(Requisitos do exercício):
a - Repita fielmente o trecho do texto sobre a hemoglobina entre "O ferro faz melhor, o" e "é bem difícil.", inclusive.
b - As afirmações a seguir concordam com o texto sobre a hemoglobina? Responda sim ou não a cada uma, citando literalmente as palavras do texto que decidem: (i) a hemoglobina viaja nas hemácias; (ii) o cerne da molécula Heme é um átomo de cobre; (iii) para o ferro, pegar de volta os elétrons doados ao oxigênio é fácil.
c - Como prossegue o texto sobre a hemoglobina depois da sua última frase? Escreva a continuação.

(Texto da página):
::::::

Uma das proteínas, se não mais importantes, mais abundantes no nosso corpo é a hemoglobina, que tem a nobre função de transportar o oxigênio pelo corpo, viajando nos glóbulos vermelhos do sangue: as hemácias. A hemoglobina possui um núcleo estrutural e funcional, a molécula chamada “Heme” que tem o seu cerne, um átomo de ferro (Fe).

O ferro faz melhor, o que todos os outros metais podem fazer em alguma instância: trabalha tanto como doador, quanto como receptor de elétrons. No caso do ferro ele pode mudar de Fe2+ para Fe3+, e de volta para Fe2+, com muita facilidade. Essa habilidade é importante porque permite ao ferro fazer uma coisa bem difícil: pegar o oxigênio em um lugar e soltar em outro. Tudo bem que a abundância de oxigênio nos pulmões ajuda ele a pegar e a carência de oxigênio nos tecidos ajuda ele a largar. Mas em se tratando de divisão de elétrons com o oxigênio… doar é fácil, mas pegar de volta é bem difícil.

::::::

(Dados disponíveis):
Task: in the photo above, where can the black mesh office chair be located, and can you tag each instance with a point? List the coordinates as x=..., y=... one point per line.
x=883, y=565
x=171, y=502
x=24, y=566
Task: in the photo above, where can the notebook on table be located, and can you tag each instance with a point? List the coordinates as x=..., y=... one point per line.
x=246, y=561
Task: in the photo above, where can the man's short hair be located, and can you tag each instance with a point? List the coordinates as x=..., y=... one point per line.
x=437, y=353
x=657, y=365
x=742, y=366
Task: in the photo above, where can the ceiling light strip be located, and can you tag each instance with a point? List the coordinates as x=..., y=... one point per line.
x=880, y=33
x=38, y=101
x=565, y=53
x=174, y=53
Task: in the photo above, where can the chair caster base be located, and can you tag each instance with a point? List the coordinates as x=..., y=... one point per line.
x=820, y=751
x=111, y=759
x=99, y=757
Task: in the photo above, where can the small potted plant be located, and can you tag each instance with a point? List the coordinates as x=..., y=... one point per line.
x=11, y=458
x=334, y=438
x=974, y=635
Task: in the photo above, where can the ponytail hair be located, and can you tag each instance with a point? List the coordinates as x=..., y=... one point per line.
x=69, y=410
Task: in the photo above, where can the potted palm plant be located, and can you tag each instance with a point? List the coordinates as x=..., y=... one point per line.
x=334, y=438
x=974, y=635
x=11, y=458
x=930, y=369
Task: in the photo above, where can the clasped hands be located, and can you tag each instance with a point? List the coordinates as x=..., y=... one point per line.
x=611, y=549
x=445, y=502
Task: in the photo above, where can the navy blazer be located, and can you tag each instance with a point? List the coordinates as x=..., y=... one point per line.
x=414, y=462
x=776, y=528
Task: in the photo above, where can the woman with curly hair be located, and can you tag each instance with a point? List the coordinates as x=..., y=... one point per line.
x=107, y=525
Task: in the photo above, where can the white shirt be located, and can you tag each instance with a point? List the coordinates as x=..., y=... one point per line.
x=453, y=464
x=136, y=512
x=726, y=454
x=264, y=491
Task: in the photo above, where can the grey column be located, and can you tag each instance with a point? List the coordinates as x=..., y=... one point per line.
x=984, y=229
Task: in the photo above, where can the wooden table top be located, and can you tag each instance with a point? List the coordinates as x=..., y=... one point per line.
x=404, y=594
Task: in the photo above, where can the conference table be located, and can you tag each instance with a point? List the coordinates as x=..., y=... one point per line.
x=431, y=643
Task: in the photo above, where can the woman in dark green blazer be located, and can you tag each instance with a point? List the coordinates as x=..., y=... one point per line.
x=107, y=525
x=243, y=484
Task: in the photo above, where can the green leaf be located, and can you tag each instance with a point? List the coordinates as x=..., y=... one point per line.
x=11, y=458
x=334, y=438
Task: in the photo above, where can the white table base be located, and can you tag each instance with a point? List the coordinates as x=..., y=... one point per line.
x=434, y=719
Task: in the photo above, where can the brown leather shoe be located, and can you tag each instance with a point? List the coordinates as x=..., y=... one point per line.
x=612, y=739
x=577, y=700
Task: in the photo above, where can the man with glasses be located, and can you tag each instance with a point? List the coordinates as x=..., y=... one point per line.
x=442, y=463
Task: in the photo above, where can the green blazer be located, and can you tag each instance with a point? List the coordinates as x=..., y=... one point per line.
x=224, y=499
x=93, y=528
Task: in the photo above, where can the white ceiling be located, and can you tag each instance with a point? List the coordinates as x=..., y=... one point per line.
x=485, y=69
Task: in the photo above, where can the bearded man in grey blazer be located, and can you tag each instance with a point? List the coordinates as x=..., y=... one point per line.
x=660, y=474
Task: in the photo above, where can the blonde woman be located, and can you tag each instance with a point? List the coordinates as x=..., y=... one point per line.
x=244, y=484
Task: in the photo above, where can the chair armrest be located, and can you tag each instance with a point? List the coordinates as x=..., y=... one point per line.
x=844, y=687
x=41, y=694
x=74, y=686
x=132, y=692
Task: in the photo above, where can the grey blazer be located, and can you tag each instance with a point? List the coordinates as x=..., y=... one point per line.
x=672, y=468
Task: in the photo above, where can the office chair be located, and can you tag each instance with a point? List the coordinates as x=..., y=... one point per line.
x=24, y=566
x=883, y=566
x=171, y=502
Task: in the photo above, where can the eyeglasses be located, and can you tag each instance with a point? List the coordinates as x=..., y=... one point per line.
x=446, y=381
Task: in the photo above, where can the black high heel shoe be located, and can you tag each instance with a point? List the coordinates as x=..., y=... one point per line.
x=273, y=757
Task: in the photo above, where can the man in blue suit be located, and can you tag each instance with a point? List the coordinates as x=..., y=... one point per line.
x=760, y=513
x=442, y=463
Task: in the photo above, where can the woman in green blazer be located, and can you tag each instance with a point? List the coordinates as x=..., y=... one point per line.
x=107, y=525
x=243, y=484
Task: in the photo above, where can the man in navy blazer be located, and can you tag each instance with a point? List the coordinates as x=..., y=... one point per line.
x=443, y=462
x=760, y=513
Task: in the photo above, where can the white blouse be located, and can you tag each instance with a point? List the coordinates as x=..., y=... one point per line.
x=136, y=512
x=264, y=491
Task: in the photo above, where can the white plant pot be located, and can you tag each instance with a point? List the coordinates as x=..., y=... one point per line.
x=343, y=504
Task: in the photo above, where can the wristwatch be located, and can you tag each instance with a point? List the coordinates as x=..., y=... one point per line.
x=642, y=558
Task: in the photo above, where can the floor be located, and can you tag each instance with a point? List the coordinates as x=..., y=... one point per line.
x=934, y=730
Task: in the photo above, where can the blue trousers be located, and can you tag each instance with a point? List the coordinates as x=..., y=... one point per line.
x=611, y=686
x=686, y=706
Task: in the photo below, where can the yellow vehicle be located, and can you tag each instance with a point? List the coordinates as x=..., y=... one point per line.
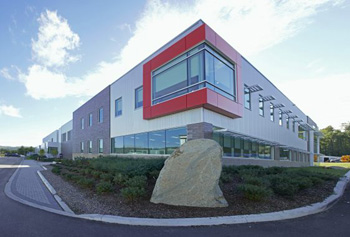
x=345, y=158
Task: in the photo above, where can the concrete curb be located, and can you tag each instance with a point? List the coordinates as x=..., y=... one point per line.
x=63, y=205
x=202, y=221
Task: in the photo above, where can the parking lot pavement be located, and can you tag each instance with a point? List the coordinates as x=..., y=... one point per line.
x=26, y=185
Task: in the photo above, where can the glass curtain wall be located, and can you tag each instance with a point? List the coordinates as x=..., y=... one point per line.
x=198, y=68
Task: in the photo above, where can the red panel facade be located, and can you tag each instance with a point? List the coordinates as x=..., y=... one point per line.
x=201, y=98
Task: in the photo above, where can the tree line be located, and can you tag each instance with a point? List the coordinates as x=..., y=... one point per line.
x=336, y=142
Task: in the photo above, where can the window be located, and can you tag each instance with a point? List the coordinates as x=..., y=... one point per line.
x=118, y=107
x=157, y=142
x=69, y=135
x=272, y=112
x=100, y=115
x=64, y=137
x=293, y=126
x=198, y=68
x=141, y=143
x=100, y=145
x=82, y=123
x=90, y=146
x=138, y=97
x=246, y=98
x=280, y=118
x=90, y=120
x=175, y=138
x=261, y=107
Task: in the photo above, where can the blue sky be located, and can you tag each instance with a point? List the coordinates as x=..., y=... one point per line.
x=55, y=55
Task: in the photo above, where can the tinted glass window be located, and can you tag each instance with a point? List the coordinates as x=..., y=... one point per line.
x=129, y=144
x=141, y=143
x=157, y=142
x=118, y=107
x=175, y=138
x=138, y=97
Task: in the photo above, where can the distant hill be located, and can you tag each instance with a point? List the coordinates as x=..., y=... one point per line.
x=9, y=147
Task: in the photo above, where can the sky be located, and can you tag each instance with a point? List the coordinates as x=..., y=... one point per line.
x=56, y=55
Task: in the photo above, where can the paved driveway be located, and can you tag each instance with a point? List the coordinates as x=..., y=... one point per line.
x=17, y=219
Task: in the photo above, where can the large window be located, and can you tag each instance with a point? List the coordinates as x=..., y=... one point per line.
x=82, y=123
x=100, y=115
x=280, y=118
x=90, y=120
x=156, y=142
x=272, y=112
x=138, y=97
x=118, y=107
x=100, y=145
x=200, y=67
x=90, y=146
x=175, y=138
x=261, y=107
x=247, y=98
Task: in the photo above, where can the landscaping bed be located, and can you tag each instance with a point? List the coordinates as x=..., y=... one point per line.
x=123, y=187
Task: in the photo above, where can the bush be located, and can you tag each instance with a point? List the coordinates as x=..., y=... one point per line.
x=133, y=193
x=85, y=183
x=120, y=179
x=226, y=177
x=253, y=192
x=253, y=180
x=104, y=187
x=107, y=177
x=56, y=170
x=96, y=174
x=136, y=181
x=284, y=186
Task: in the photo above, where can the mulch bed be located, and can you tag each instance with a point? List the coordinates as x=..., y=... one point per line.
x=85, y=201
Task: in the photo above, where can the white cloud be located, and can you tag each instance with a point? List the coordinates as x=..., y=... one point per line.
x=249, y=26
x=10, y=73
x=55, y=40
x=326, y=99
x=9, y=110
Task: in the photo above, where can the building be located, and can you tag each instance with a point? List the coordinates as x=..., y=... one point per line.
x=196, y=86
x=60, y=140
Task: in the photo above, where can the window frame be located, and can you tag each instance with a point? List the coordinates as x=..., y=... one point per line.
x=136, y=106
x=115, y=107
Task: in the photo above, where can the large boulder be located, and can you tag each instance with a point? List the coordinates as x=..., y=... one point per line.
x=190, y=176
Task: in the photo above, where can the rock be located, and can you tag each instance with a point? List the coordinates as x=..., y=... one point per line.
x=190, y=176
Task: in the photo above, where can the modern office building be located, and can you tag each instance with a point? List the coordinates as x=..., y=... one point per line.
x=196, y=86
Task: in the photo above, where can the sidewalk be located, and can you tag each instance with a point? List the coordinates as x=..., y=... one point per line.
x=26, y=185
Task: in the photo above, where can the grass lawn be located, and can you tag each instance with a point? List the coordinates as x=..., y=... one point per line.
x=333, y=164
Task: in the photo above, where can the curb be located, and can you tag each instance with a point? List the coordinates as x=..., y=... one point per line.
x=63, y=205
x=201, y=221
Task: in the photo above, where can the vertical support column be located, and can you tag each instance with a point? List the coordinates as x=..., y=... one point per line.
x=311, y=148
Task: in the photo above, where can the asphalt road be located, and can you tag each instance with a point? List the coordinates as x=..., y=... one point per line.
x=17, y=219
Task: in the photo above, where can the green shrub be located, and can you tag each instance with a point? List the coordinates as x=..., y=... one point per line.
x=253, y=192
x=96, y=174
x=136, y=181
x=226, y=177
x=253, y=180
x=85, y=182
x=284, y=186
x=153, y=174
x=107, y=177
x=133, y=193
x=56, y=170
x=120, y=179
x=104, y=187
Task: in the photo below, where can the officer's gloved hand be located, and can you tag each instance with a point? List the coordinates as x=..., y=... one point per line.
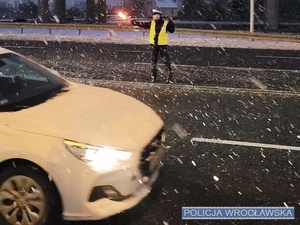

::::::

(Resultados das tarefas):
a -
O ferro faz melhor, o que todos os outros metais podem fazer em alguma instância: trabalha tanto como doador, quanto como receptor de elétrons. No caso do ferro ele pode mudar de Fe2+ para Fe3+, e de volta para Fe2+, com muita facilidade. Essa habilidade é importante porque permite ao ferro fazer uma coisa bem difícil: pegar o oxigênio em um lugar e soltar em outro. Tudo bem que a abundância de oxigênio nos pulmões ajuda ele a pegar e a carência de oxigênio nos tecidos ajuda ele a largar. Mas em se tratando de divisão de elétrons com o oxigênio… doar é fácil, mas pegar de volta é bem difícil.

b -
(i) Sim: "viajando nos glóbulos vermelhos do sangue: as hemácias".
(ii) Não: "um átomo de ferro (Fe)".
(iii) Não: "doar é fácil, mas pegar de volta é bem difícil".

c -
Calma, já vamos voltar ao problema do exemplo em sala de aula.

O ferro não está solto na molécula do Heme. Como vocês podem ver na figura abaixo, ele é ancorado por quatro nitrogênios. Só tem um elemento que o ferro gosta mais do que o nitrogênio e o oxigênio: o enxofre. E não só ele, mas todos os metais. Não é por acaso que quase todas as proteínas possuem os 3 elementos.


Não… não estou exagerando na bioquímica. O que eu estou fazendo é explicando a regra do jogo. Se você é advogado, psicologo, engenheiro ou tem outra ocupação, basta substituir essa regra por outra que a moral da história será a mesma.

Como eu estava dizendo, a regra do jogo é: os metais gostam de N, O e S. O ferro é o preferido, mas em determinadas condições (quando você está intoxicado) qualquer um deles pode entrar no lugar do ferro. E era exatamente pra explicar isso que eu precisava de um exemplo na hora da aula.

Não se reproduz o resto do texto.